» PROBLEM A
Quote the passage of the Ira Glass blog post below word for word, starting with "Last Saturday I" and going on through "Swooooooooon.".

» SELECTED EXTRACT
=======
Wednesday, June 29, 2011

Part 1: In Which Ira Glass is a Fox

Last Saturday I went to see one of my top 5 crushes speak at Kingsbury Hall. This crush comes glasses clad, jewish, with a new beard, and in the form of none other than Mr. Ira Glass.



Swooooooooon.

Some of you cute little radical conservatives out there might know him as "that gay liberal on NPR sometimes" (actual quote). Well, he's not gay and he has no political agenda, but his show This American Life is on NPR sometimes (and by sometimes I mean every Saturday and Sunday).

I first fell in love with Ira somewhere in the-middle-of-nowhere-Idaho about 5 years ago. This was around the same time that I realized I didn't like listening to music on the radio, but I loved talk radio (nerd alert). As I was driving by myself on this desolate road 5 years ago, I had two channels that were coming through in my radio in my little '97 toyota corolla. One was some family values Christian la dee dah snooze fest, and the other was this soft, effeminate male voice telling a story which was interspaced between cuts of groovy beats.

And basically the rest is history.

When I found out Ira was coming to lecture in Utah, I was ecstatic. My generous friend Jack bought he and I tickets for my birthday and we made an evening out of it, complete with mix-tapes provided by Jack for the ride up to Salt Lake and back to Provo.

Although I was excited as we walked to our balcony seats, I was sort of expecting Mr. Glass to be a pretentious, King of the Hipsters type, who would spout off some scripted deal while not making eye contact for fear of mingling with the lowly Utah commoner. Holy eff, I was wrong. His down to earth lecture was one of the best things I've ever heard in my life. Ira was so personable, I felt as if I was sitting in his living room eating frozen pizza in my pajamas. The lecture was full of uncontrollable laughter as well as moments of cathartic poignancy. What I learned during the 2 hours I spent engulfed in Ira Glass and his reflections on his craft gave me a great new perspective on understanding my own art.

His show started with a dark stage and a story about a mother and her children caught in the Joplin tornado. Ira paused for a moment and then apologized for the delay. His iPad from which he was cueing the sounds bits from kicked him off the network and wanted the password for him to continue.

It was one of the most genuinely hilarious things I've ever witnessed. Picture a packed house hanging on every heartbreaking word of this story in a completely black auditorium, and everything stops because Ira's iPad wants the network password. It's already annoying enough when this happens while your trying to waste life on Facebook, let alone when you're Ira Glass trying to orchestrate an entire show for hundreds of paying audience members.
=======
» DATA EXTRACT

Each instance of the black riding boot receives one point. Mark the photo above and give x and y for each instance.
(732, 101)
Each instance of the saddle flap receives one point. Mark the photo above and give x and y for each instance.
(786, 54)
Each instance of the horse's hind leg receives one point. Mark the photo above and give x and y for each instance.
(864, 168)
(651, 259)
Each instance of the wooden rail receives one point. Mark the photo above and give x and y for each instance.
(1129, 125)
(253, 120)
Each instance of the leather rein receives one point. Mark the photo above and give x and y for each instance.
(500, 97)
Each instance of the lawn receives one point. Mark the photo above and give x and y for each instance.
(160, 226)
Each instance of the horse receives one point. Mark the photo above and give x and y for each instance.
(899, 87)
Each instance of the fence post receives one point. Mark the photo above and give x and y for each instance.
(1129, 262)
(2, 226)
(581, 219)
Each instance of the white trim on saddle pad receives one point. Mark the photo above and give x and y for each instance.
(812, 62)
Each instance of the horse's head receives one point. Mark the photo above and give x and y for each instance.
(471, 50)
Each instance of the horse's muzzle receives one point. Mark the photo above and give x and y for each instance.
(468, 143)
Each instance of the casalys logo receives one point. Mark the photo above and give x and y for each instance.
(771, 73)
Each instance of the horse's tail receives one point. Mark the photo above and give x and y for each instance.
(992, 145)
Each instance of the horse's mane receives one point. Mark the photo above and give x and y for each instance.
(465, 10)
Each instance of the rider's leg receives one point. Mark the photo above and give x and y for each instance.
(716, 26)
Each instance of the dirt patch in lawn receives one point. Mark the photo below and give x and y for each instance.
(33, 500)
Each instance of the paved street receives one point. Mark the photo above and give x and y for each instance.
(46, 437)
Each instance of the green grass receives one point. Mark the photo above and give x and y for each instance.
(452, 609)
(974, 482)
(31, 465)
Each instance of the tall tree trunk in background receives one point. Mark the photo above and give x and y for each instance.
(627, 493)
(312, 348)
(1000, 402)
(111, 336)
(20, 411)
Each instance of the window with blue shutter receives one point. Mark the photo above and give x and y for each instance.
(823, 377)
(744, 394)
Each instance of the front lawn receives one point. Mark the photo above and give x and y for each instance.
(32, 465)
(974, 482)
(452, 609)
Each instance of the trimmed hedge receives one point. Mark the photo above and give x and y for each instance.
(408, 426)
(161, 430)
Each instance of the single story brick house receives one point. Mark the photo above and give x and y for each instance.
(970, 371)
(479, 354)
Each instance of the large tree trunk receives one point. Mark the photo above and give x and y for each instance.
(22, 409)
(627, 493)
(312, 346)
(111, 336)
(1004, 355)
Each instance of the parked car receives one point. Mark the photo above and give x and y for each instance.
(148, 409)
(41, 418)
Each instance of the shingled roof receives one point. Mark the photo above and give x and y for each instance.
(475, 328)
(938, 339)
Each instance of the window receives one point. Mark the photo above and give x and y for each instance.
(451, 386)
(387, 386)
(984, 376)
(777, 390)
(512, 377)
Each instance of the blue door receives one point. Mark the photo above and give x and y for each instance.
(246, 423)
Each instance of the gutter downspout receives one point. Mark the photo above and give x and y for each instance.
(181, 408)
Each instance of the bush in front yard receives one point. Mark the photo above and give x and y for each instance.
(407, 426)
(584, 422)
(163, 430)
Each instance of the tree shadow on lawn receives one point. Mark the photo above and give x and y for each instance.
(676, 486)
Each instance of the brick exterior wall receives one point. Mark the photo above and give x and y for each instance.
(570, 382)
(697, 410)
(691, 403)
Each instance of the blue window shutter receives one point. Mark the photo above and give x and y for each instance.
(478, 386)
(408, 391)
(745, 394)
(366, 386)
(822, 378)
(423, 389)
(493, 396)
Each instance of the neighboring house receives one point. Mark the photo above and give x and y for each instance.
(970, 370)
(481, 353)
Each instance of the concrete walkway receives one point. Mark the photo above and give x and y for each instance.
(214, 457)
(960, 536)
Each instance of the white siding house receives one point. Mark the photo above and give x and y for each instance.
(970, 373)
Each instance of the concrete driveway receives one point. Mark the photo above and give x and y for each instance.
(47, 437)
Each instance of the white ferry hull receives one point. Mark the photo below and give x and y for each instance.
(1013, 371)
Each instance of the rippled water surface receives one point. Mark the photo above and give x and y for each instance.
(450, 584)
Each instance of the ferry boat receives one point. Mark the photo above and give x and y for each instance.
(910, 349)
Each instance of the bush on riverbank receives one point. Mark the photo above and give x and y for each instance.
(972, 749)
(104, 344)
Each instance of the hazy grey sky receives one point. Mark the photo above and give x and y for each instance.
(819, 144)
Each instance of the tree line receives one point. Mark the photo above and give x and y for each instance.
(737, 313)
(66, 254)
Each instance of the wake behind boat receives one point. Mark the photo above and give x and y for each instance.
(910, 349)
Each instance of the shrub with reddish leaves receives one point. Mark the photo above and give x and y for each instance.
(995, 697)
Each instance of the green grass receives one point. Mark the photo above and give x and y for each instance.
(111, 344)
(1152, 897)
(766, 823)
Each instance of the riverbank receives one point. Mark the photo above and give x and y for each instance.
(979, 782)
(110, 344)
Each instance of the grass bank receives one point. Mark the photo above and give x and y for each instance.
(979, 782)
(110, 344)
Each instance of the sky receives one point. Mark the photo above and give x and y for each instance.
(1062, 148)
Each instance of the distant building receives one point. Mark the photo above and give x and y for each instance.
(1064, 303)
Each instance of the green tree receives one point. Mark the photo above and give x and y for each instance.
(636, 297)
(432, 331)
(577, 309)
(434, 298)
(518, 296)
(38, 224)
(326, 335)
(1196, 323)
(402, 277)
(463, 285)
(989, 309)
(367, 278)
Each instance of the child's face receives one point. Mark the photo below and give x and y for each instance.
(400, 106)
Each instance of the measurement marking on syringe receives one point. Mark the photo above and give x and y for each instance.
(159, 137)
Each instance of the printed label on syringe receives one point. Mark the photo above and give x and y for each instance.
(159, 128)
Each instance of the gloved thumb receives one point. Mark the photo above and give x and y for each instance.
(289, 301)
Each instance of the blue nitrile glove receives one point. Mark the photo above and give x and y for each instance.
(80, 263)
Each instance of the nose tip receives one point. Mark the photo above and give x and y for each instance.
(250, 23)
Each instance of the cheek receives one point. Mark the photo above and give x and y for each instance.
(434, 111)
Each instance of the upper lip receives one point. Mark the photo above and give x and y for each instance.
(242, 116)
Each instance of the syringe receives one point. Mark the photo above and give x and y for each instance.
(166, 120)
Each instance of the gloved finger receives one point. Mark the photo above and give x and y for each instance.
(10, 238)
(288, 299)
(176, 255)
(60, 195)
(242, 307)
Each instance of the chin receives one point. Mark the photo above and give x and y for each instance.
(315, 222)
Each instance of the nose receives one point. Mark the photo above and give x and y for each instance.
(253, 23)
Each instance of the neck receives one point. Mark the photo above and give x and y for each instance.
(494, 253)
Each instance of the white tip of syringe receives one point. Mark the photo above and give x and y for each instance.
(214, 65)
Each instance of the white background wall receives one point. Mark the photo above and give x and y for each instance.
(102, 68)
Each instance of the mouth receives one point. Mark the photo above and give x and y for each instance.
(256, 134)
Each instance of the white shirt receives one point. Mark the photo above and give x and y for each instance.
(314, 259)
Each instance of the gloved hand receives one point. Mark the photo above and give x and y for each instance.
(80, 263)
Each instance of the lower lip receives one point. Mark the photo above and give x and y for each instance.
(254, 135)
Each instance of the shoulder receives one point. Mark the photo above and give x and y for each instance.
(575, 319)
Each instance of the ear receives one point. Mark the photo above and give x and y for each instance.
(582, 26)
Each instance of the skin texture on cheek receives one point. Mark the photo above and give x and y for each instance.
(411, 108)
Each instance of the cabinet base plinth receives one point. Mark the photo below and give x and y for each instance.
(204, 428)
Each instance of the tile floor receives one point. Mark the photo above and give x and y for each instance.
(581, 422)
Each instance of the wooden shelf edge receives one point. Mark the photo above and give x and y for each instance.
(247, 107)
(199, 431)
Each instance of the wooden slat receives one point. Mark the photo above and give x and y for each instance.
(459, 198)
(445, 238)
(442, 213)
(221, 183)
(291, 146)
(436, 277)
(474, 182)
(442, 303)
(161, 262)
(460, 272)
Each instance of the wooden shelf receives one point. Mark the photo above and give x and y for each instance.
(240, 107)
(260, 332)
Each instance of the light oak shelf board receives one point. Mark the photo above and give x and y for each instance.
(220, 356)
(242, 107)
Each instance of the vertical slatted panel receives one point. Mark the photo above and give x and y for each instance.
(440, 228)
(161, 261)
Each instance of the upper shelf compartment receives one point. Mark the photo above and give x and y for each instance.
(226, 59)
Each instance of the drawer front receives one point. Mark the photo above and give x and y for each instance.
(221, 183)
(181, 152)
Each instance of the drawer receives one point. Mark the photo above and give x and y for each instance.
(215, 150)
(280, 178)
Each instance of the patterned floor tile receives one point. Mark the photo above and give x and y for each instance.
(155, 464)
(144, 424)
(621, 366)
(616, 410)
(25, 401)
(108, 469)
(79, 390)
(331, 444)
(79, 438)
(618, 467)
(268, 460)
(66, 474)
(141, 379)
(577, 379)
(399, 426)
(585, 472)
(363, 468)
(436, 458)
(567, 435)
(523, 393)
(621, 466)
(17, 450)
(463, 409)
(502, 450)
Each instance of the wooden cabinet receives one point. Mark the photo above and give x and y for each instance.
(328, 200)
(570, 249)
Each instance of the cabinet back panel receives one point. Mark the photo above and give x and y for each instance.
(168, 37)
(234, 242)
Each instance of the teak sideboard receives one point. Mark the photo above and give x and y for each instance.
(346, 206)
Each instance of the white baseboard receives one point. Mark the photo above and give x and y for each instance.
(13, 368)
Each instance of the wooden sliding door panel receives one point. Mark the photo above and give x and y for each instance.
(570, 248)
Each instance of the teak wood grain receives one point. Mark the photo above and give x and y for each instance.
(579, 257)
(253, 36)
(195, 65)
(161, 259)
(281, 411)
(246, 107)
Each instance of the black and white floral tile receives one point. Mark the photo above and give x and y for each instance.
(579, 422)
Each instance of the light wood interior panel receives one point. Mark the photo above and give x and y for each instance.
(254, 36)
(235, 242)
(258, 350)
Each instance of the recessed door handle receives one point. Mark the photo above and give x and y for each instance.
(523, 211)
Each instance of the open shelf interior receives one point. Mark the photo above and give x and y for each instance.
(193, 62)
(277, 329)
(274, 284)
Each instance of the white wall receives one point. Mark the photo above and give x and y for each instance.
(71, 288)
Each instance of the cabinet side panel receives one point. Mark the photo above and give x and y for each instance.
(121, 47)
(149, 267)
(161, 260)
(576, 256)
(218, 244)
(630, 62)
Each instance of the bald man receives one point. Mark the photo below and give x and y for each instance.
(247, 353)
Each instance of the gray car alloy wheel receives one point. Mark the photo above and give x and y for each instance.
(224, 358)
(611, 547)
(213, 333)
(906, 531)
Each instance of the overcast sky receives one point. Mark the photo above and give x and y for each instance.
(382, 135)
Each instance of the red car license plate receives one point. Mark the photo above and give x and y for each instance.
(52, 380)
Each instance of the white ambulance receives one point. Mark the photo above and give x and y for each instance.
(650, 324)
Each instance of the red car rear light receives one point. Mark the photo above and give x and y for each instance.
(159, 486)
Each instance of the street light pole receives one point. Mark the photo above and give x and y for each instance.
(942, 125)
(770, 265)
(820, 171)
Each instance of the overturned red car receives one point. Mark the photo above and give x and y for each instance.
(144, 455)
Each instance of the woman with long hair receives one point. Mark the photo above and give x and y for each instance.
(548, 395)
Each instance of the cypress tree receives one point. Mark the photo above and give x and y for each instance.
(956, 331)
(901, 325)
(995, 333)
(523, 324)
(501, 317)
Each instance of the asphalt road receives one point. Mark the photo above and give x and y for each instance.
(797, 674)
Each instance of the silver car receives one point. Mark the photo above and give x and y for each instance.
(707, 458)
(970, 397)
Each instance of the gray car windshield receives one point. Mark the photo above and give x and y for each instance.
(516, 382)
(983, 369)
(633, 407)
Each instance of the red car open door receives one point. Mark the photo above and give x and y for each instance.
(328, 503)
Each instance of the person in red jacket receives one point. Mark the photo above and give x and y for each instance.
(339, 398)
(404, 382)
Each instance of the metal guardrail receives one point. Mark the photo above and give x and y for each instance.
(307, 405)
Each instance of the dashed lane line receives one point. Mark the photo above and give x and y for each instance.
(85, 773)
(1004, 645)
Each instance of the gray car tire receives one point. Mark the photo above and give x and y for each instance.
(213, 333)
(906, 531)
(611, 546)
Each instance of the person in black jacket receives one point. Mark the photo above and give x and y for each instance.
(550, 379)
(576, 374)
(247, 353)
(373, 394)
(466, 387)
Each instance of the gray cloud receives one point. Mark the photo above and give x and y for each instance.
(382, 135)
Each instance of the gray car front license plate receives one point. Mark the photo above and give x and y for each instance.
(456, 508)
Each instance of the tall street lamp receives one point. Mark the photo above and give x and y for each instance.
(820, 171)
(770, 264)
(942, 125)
=======
» PROBLEM B
Show each line of the records above that contains the string "concrete". Case counts.

» FINAL RESULT A
Last Saturday I went to see one of my top 5 crushes speak at Kingsbury Hall. This crush comes glasses clad, jewish, with a new beard, and in the form of none other than Mr. Ira Glass.



Swooooooooon.

» FINAL RESULT B
Each instance of the concrete walkway receives one point. Mark the photo above and give x and y for each instance.
Each instance of the concrete driveway receives one point. Mark the photo above and give x and y for each instance.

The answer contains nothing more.